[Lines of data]

'''

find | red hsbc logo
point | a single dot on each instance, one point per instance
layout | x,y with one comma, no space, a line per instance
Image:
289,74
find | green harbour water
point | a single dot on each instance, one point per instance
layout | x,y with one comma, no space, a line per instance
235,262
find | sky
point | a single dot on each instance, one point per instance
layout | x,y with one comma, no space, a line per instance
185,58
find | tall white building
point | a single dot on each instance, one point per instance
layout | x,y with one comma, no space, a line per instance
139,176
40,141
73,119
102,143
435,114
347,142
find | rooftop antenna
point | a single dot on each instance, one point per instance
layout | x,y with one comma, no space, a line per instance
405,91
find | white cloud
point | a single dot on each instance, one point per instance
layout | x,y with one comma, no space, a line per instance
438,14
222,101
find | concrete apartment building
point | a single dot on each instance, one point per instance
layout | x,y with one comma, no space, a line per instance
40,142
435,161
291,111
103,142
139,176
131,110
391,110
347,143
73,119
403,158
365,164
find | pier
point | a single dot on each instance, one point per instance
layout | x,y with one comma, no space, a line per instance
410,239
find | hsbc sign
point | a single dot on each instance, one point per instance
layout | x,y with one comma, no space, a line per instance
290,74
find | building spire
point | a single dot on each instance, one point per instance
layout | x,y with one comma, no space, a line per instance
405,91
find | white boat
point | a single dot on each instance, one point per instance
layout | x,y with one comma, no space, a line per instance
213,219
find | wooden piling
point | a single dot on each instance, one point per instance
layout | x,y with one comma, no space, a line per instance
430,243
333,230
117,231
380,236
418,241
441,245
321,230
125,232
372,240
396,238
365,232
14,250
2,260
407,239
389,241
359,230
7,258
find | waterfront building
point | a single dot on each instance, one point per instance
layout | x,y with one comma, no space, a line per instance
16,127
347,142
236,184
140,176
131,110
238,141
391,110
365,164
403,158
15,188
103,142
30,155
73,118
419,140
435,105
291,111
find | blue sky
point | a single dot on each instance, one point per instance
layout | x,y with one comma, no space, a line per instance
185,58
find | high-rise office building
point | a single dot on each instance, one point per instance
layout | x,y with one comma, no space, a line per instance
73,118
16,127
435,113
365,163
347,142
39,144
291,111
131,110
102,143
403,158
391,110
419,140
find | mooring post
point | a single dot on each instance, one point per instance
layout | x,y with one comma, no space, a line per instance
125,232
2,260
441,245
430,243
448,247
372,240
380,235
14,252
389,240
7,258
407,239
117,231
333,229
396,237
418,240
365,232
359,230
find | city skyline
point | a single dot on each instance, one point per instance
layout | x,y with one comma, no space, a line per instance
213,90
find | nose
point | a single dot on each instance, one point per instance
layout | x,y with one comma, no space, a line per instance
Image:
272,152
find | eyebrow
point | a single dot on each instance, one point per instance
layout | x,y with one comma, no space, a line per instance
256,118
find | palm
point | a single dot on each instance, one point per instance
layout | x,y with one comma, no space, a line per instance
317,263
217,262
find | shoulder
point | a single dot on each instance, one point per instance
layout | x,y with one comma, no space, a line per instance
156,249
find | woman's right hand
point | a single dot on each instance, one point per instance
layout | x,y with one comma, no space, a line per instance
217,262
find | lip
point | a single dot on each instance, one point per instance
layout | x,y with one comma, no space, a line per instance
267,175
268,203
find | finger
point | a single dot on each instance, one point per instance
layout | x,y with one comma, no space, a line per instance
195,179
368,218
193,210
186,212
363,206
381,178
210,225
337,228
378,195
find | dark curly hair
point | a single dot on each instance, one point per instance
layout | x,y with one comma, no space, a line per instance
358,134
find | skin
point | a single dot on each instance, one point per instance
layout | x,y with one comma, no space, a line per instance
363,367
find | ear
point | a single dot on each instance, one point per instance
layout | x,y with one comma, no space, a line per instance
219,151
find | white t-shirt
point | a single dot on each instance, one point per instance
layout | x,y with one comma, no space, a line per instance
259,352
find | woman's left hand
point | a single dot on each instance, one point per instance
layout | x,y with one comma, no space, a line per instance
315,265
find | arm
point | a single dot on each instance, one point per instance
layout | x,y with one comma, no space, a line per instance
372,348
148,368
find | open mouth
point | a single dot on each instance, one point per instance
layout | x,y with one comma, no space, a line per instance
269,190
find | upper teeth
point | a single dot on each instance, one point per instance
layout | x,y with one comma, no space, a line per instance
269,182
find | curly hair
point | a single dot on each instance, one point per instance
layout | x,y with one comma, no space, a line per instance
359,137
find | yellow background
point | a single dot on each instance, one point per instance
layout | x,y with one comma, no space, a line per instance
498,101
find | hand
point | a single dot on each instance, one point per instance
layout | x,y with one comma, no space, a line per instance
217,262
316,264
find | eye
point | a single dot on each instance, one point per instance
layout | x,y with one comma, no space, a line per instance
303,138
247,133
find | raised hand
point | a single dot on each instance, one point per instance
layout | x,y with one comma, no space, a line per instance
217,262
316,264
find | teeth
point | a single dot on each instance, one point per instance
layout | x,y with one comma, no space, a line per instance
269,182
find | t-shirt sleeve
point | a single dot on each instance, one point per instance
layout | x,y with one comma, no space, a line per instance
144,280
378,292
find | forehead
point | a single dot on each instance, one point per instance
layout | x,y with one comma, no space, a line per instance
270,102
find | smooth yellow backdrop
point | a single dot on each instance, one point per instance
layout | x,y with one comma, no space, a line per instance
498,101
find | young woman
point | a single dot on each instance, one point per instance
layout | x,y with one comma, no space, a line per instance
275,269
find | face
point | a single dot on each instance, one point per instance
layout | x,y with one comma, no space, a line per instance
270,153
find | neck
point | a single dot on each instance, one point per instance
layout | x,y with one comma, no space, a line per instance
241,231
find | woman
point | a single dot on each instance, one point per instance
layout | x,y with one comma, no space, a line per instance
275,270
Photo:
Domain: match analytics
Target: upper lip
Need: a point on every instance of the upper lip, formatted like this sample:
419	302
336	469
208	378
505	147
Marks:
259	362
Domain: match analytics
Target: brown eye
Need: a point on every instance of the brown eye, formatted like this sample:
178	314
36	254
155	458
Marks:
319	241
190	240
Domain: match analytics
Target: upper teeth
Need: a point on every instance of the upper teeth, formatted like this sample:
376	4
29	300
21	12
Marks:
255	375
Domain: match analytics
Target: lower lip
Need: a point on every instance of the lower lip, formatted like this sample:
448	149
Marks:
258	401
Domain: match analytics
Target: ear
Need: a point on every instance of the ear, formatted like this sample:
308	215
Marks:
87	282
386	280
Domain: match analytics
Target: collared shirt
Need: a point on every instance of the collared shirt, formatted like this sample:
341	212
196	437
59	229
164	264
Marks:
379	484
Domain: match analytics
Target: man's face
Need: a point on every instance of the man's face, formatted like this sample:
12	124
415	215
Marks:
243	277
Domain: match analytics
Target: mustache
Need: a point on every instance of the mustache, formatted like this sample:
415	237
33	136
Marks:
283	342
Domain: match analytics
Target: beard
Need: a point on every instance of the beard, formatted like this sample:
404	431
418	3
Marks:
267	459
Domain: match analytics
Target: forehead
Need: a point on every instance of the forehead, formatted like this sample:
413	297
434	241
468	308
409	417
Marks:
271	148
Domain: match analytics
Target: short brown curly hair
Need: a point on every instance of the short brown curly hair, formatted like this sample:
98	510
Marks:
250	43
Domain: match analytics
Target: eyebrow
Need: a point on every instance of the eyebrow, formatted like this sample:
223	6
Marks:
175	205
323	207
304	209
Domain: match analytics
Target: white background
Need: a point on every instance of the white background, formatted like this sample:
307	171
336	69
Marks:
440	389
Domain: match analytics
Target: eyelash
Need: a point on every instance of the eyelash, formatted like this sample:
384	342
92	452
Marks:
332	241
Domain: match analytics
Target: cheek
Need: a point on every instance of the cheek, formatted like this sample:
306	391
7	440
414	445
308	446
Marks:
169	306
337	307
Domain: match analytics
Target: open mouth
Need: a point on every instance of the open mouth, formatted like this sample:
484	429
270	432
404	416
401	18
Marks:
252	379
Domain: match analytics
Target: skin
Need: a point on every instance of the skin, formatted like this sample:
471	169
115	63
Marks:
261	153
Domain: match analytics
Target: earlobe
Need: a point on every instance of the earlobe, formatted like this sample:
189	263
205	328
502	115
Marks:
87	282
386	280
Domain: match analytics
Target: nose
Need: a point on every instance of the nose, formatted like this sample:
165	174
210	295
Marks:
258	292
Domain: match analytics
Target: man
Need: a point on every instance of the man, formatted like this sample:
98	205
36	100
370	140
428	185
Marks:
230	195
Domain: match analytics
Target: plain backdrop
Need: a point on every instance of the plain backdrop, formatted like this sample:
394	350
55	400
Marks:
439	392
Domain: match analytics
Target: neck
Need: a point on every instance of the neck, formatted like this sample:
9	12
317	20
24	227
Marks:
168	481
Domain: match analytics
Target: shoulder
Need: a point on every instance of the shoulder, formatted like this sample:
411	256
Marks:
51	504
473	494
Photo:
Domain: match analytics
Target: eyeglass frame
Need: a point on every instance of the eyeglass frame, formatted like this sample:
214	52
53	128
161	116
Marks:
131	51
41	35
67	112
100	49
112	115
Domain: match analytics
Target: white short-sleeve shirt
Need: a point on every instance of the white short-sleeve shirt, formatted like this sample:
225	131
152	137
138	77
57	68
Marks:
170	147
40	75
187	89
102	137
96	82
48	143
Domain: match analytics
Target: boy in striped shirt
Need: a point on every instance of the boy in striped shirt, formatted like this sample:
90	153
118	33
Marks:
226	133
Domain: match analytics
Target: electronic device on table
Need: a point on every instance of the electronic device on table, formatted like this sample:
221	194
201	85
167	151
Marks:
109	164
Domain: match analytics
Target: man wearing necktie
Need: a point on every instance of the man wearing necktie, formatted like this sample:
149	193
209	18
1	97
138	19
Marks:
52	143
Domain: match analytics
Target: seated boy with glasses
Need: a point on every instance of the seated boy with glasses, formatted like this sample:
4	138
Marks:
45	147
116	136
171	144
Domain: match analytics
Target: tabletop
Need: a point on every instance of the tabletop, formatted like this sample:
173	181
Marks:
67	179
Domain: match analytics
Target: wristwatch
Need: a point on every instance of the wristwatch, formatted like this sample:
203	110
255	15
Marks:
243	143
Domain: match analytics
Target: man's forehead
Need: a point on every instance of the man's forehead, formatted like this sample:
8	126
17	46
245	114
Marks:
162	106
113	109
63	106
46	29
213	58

'''

* [GIVEN PROBLEM]
Extract every line of the data above that contains the string "mustache", matching its case exactly.

* [EXERCISE RESULT]
Target: mustache
Need: a point on every instance of the mustache, formatted like this sample:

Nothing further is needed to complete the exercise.